> EXERCISE A
In the probability solutions text, what probability is given for $X - Y = 0$?
> EXERCISE B
Extend the probability solutions text from where it stops.

> TEXT SECTION
========================

The second equation uses the independence of $X$ and $Y$.
}

\problempart $X + Y$ and $X - Y$

\solution{
These random variables are not independent.  For example:

\begin{eqnarray*}
\Pr(X + Y = 2)	& = &	\frac{1}{36} \\
\Pr(X - Y = 0)	& = &	\frac{1}{6} \\
\Pr(X + Y = 2 \cap X - Y = 0)
		& = &	\frac{1}{36} \\
		& \neq &	\frac{1}{36} \cdot \frac{1}{6}
\end{eqnarray*}
}

\problempart $\lfloor\frac{X-1}{2}\rfloor +
\lfloor\frac{Y-1}{2}\rfloor$ and $(X \bmod 2) + (Y \bmod 2)$

\solution{These random variables are independent.  The quantities
$\lfloor\frac{X-1}{2}\rfloor$ and $(X \bmod 2)$ are independent, and
so are the analogous expressions involving $Y$.

\begin{eqnarray*}
\Pr\left(\left\lfloor\frac{X-1}{2}\right\rfloor = a\right)

========================

[Excerpts from point annotation data]

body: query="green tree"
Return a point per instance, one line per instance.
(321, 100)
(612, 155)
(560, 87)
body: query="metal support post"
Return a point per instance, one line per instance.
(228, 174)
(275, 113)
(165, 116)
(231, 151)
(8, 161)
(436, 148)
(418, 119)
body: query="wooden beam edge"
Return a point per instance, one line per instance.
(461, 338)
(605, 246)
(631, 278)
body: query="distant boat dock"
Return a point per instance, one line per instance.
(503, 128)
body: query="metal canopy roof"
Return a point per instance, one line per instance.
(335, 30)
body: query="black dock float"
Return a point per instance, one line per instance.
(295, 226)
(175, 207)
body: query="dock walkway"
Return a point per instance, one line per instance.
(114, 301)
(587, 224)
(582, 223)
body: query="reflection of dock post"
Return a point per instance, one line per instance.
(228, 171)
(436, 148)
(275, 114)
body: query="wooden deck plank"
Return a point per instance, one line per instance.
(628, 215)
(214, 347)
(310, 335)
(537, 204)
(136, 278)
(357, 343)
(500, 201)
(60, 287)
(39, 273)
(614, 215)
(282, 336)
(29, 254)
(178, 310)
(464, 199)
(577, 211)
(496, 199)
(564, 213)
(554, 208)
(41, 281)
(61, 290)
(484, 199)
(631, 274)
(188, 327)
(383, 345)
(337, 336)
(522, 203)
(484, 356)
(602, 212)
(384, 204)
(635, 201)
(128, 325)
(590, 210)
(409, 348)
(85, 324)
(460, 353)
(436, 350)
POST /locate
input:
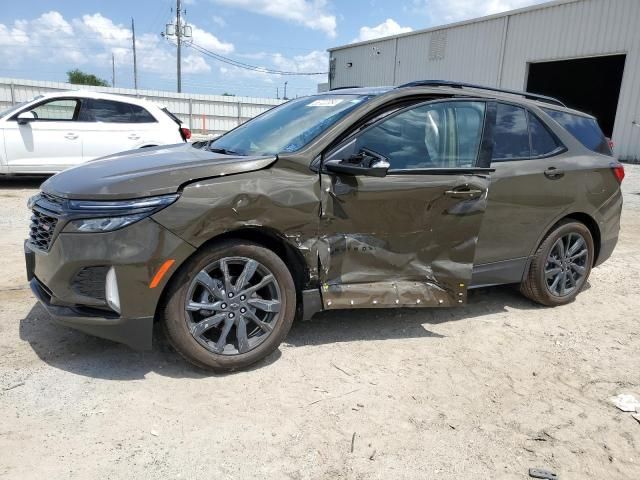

========================

> TASK OUTPUT A
1/6

> TASK OUTPUT B
	& = &	\frac{1}{3} \quad \quad a \in \{0, 1, 2\} \\
\Pr\left(X \bmod 2 = b\right)	& = &	\frac{1}{2}
	\quad \quad b \in \{0, 1 \} \\
\Pr\left(\left\lfloor\frac{X-1}{2}\right\rfloor = a
		\ \cap \ X \bmod 2 = b\right)
	& = &	\frac{1}{6} \quad \quad a \in \{0, 1, 2\}, b \in \{0, 1 \} \\
	& = &	\frac{1}{3} \cdot \frac{1}{2}
\end{eqnarray*}


Thus, the above expressions involve four mutually independent random
variables; two are summed in the first expression and two are summed
in the second.  Consequently, the two expressions are independent.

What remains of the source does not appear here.